| DATA TO PROCESS |
— Begin —

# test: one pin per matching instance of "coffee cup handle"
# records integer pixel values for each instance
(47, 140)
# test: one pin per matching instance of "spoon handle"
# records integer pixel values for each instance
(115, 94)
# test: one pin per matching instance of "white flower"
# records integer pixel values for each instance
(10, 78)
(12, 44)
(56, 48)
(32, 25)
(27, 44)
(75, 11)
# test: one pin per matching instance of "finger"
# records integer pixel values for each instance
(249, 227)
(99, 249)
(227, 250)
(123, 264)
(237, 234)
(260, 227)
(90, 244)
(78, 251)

— End —

| EXERCISE GOAL |
Turn the data above into a numbered list, one line per item, with blank lines dropped.

| FULL SOLUTION |
1. # test: one pin per matching instance of "coffee cup handle"
2. # records integer pixel values for each instance
3. (47, 140)
4. # test: one pin per matching instance of "spoon handle"
5. # records integer pixel values for each instance
6. (115, 94)
7. # test: one pin per matching instance of "white flower"
8. # records integer pixel values for each instance
9. (10, 78)
10. (12, 44)
11. (56, 48)
12. (32, 25)
13. (27, 44)
14. (75, 11)
15. # test: one pin per matching instance of "finger"
16. # records integer pixel values for each instance
17. (249, 227)
18. (99, 249)
19. (227, 250)
20. (123, 264)
21. (237, 234)
22. (260, 227)
23. (90, 244)
24. (78, 251)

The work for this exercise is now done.